Teks Bacaan -
========

Liberty, Equality, Fraternity adalah prinsip dasar yang diyakini menjadi landasan kehidupan masyarakat Perancis. Pertanyaan penting pantas diajukan, apakah pemahaman tentang tiga prinsip dasar ini masih relevan bagi kehidupan masyarakat Perancis hari-hari ini? Apakah tiga prinsip dasar ini perlu dianalisis dan dimaknai ulang dalam kehidupan saat ini, mengingat situasi dan kondisi masyarakat Perancis telah mengalami banyak perubahan dan pergeseran sehingga tidak sama kondisinya dengan masa ketika prinsip ini dideklarasikan? Dalam situasi masyarakat Perancis yang telah berubah menjadi lebih heterogen dalam banyak aspek dan menjadi semakin multikultural, apakah interpretasi atas ketiga prinsip ini masih memberikan makna yang kontekstual dan relevan?

========

Data yang Tersedia -
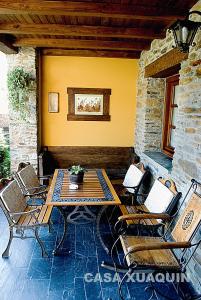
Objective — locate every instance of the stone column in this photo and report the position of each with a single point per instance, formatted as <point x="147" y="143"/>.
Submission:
<point x="24" y="135"/>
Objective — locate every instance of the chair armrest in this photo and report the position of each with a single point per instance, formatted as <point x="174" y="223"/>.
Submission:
<point x="157" y="245"/>
<point x="45" y="177"/>
<point x="143" y="216"/>
<point x="37" y="187"/>
<point x="130" y="187"/>
<point x="25" y="212"/>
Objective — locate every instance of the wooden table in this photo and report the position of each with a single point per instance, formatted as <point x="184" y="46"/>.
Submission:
<point x="95" y="190"/>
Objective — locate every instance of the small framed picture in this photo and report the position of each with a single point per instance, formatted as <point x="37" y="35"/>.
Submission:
<point x="88" y="104"/>
<point x="53" y="102"/>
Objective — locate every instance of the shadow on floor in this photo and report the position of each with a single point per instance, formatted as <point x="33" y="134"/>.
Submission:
<point x="74" y="275"/>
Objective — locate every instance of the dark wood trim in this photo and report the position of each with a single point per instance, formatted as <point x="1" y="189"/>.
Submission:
<point x="93" y="9"/>
<point x="82" y="44"/>
<point x="87" y="156"/>
<point x="97" y="91"/>
<point x="76" y="30"/>
<point x="171" y="82"/>
<point x="91" y="53"/>
<point x="164" y="66"/>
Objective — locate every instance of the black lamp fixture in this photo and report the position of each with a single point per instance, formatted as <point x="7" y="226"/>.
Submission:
<point x="184" y="32"/>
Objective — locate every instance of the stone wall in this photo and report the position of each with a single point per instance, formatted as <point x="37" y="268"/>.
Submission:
<point x="24" y="134"/>
<point x="187" y="157"/>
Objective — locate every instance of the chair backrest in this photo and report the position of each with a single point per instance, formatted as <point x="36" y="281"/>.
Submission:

========

Lanjutkan teks tentang relevansi tiga prinsip dasar masyarakat Perancis setelah kalimat terakhirnya.

Hasil Jawaban -
Salah satu fenomena yang dapat menjadi jalan awal untuk menganalisis relevansi dan kontekstualitas dari tiga prinsip dasar itu adalah penerbitan kartun Nabi Muhammad oleh majalah Charlie Hebdo. Penerbitan kartu nabi itu menuai gelombang protes bukan hanya oleh masyarakat Muslim Perancis saja melainkan oleh berbagai masyarakat Muslim di banyak belahan dunia, termasuk Indonesia. Argumentasi yang dijadikan landasan bagi penerbitan kartun itu adalah soal kebebasan berekspresi. Inilah soal yang barangkali perlu dilihat secara lebih serius.

 

Dalam kasus ini, kebebasan berekspresi yang dipahami sebagai salah satu pengejawantahan dari prinsip liberty ini jika dicermati secara lebih mendalam, ia merupakan anak kandung dari rasionalitas modern yang hendak merekayasa kehidupan sosial masyarakat secara instrumental sebagaimana rasio manusia hendak menguasai alam. Dalam mengelola keberaturan kehidupan sosial masyarakat, rasionalitas modern semacam ini melandaskan diri pada relasi subyek-obyek. Pengaturan alam dan kehidupan sosial antar manusia dilakukan sebagai proses obyektifikasi sehingga baik alam maupun manusia ditempatkan semata-mata sebagai obyek yang musti tunduk dalam kontrol subyek yang menentukan keberaturan. Zygmunt Bauman menyebut rasionalitas modern semacam ini sebagai bentuk rasionalitas yang tidak peduli yang mengabaikan hakekat manusia lain sebagai subyek lalu menempatkannya sebagai obyek yang musti ditundukkan.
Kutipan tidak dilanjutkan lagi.